• **Task to complete**
Extract the lines of the data below verbatim, starting at the line that contains "find green stem" and ending at the last line of the data, with both ends included.

* Begin Supplied data *

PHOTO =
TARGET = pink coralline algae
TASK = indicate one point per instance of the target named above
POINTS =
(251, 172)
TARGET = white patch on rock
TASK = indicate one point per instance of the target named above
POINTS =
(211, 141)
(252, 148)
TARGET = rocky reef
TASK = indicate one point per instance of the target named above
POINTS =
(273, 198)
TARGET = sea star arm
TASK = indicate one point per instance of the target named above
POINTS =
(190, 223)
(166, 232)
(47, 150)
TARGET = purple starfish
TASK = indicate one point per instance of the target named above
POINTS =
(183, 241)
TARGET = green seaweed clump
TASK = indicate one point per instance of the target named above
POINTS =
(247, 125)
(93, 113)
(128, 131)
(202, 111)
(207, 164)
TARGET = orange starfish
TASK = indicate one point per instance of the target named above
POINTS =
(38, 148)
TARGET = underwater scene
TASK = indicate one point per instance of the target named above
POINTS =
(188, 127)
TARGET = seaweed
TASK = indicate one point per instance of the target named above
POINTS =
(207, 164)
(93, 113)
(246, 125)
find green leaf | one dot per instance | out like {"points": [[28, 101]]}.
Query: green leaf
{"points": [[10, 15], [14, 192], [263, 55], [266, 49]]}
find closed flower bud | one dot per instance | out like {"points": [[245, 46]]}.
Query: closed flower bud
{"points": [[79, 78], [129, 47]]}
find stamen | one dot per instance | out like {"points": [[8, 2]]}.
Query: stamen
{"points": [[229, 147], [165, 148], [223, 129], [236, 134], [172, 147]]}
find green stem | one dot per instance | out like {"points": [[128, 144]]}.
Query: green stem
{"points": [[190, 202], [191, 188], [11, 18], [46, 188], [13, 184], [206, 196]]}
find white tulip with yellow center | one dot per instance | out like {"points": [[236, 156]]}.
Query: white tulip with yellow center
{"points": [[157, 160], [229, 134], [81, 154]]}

* End Supplied data *

• **Solution**
find green stem | one dot per instance | out like {"points": [[128, 144]]}.
Query: green stem
{"points": [[190, 202], [191, 188], [11, 18], [46, 188], [13, 184], [206, 196]]}
find white tulip with yellow center | one dot per instance | out like {"points": [[236, 156]]}.
Query: white tulip with yellow center
{"points": [[157, 160], [229, 134], [81, 154]]}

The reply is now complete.